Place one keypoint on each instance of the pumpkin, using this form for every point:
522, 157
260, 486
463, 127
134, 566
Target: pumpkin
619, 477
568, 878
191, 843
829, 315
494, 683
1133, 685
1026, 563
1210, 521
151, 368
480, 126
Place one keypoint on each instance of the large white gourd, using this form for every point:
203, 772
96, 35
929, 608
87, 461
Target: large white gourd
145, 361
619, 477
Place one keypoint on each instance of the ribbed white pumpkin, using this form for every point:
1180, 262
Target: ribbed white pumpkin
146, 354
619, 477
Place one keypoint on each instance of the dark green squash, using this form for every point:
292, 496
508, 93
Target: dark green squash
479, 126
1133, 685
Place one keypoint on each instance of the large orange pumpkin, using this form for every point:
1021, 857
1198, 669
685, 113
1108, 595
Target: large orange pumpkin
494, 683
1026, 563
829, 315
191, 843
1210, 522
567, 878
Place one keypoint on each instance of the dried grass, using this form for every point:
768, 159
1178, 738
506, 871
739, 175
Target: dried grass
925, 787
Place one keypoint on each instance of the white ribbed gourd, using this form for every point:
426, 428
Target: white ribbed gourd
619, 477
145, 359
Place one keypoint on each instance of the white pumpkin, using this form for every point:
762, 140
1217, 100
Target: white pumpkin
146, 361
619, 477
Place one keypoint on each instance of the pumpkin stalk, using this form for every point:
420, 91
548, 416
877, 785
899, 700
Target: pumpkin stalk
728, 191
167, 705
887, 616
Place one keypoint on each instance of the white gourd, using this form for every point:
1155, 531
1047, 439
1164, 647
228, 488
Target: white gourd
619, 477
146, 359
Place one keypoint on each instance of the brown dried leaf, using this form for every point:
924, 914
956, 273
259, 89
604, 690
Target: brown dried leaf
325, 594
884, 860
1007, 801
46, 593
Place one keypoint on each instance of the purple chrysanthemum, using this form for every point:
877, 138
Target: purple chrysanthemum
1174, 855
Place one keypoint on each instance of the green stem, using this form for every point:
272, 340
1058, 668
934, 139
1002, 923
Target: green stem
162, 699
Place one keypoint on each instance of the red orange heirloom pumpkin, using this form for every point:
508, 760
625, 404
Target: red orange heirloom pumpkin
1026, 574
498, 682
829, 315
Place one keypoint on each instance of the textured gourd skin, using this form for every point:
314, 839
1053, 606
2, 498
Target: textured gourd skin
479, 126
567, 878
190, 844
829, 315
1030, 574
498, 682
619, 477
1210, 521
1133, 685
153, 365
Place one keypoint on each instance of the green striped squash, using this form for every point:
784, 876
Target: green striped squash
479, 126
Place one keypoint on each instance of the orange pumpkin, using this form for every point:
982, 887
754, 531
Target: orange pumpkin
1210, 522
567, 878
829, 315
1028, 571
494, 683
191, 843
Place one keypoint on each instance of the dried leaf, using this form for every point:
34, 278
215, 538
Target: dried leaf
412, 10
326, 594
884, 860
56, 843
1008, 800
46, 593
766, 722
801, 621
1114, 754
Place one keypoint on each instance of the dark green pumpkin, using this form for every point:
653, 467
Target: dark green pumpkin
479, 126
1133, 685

====================

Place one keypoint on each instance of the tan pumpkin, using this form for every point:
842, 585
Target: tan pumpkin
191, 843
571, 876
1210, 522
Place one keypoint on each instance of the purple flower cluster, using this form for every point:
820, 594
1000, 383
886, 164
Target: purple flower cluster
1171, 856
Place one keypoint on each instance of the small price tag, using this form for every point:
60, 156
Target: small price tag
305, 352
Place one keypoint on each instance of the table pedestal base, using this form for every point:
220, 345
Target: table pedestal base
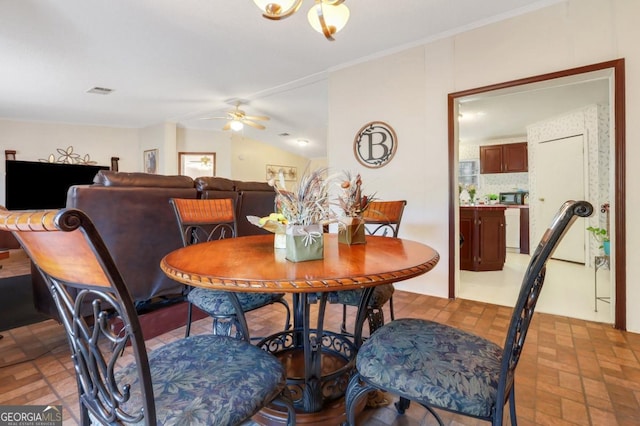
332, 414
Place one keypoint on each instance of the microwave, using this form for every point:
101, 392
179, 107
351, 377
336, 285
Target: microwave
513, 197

====================

# Problem details
Identify every row containing the word "chrysanthemum" and copy each such row in full.

# Finished exercise
Place one keypoint on each instance of the purple chrysanthemum, using this form for every point:
Target: purple chrysanthemum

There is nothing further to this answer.